Scan the entries below for the word "black". Copy each line that has it.

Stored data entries
#####

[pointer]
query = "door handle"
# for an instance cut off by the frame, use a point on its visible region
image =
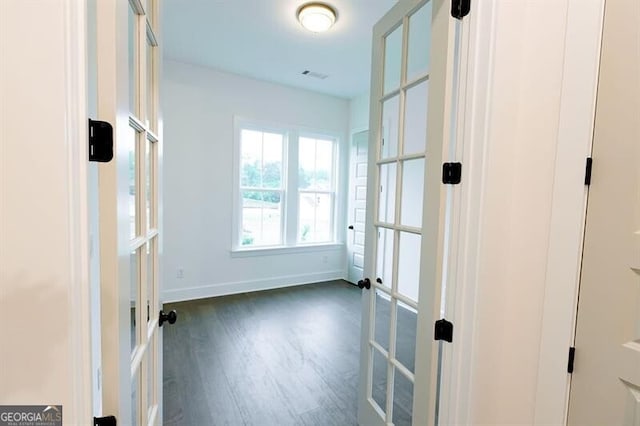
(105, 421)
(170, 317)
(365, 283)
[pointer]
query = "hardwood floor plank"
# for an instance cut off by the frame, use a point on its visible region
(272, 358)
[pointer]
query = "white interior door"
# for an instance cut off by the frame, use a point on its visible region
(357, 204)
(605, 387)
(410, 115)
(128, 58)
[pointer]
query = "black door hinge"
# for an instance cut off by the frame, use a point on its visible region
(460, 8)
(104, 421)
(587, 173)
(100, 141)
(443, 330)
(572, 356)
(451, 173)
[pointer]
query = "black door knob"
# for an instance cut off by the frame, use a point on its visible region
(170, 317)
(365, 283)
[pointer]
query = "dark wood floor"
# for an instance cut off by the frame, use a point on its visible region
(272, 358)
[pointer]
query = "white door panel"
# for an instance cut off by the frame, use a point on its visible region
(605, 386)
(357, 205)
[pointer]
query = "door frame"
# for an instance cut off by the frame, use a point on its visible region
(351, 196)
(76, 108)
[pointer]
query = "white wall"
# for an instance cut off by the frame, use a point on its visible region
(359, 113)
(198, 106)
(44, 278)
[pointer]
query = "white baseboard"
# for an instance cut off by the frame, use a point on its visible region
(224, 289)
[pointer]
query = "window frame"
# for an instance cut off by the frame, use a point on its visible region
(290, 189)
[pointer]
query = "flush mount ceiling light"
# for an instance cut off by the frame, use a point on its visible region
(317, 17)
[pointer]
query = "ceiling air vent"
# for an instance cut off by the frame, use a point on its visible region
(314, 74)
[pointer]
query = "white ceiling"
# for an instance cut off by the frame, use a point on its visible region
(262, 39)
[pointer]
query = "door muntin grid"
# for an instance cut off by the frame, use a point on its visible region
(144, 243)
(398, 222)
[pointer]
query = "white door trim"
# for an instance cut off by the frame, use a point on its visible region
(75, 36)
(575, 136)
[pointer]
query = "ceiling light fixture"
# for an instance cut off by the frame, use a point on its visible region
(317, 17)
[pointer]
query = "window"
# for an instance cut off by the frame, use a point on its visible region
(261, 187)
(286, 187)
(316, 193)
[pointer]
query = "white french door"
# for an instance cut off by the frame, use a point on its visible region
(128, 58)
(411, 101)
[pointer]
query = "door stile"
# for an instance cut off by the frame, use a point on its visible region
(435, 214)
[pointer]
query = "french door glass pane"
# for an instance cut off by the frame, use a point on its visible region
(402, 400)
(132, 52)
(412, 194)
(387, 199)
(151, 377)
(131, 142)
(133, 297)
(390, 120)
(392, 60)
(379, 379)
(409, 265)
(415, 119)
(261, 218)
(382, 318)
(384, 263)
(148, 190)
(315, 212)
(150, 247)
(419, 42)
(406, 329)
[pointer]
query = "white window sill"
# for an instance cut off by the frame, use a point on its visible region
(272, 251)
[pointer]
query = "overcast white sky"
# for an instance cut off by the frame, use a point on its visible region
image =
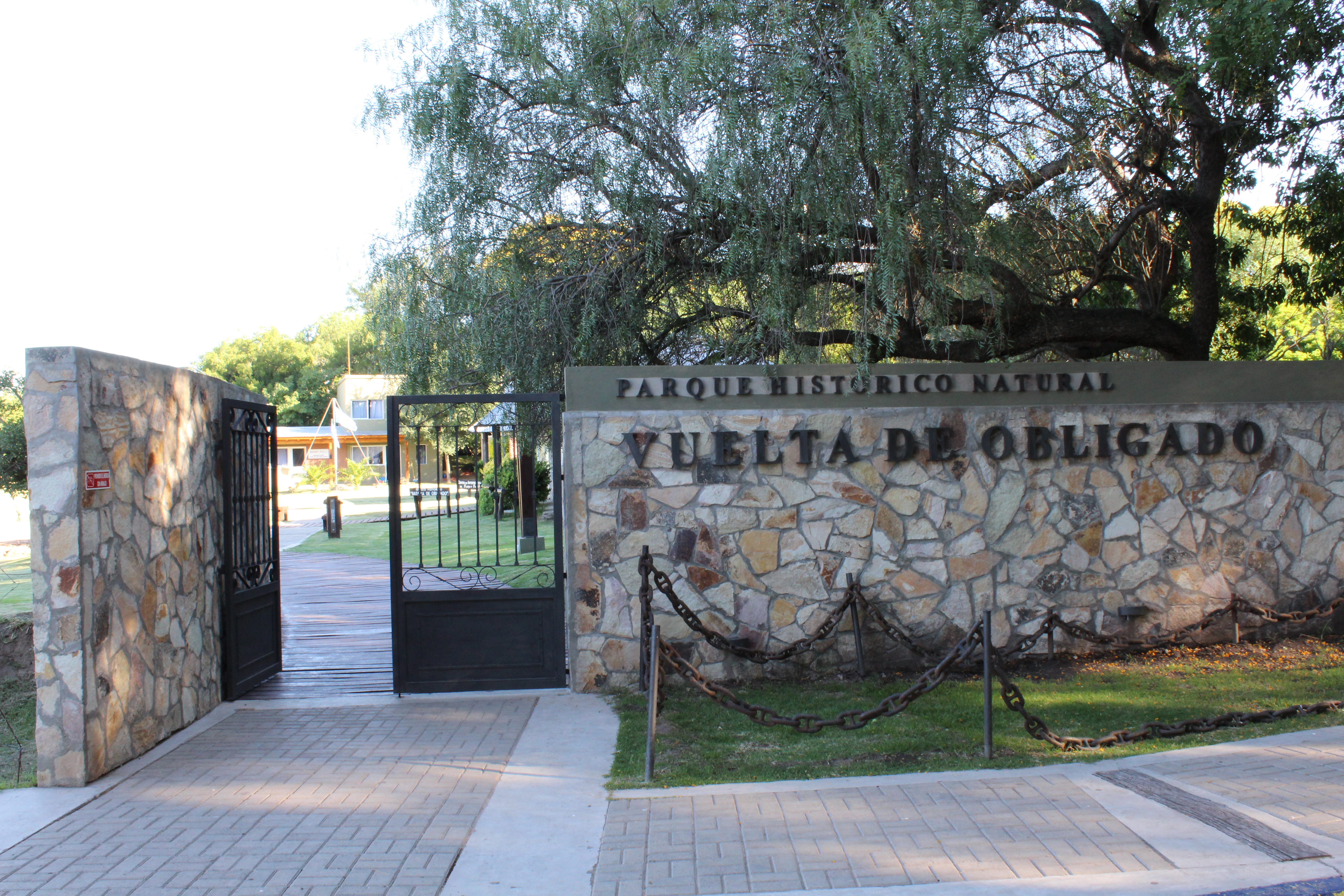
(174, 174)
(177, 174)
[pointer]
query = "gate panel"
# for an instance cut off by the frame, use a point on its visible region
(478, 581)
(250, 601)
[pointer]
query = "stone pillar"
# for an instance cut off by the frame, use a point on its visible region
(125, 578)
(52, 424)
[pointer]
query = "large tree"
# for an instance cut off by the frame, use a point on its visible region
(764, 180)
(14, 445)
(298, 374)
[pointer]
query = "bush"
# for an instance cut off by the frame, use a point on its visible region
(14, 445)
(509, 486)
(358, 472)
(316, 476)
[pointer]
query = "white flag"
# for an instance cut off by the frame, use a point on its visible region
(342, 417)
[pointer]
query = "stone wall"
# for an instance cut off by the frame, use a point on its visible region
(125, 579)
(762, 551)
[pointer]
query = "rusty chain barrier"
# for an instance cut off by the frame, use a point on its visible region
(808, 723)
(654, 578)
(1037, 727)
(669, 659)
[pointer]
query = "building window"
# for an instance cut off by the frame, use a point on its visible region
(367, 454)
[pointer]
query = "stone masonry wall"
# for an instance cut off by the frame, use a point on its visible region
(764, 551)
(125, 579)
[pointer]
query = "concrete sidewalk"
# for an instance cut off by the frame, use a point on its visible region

#####

* **Solved problem**
query = "black door hinge"
query = "black door knob"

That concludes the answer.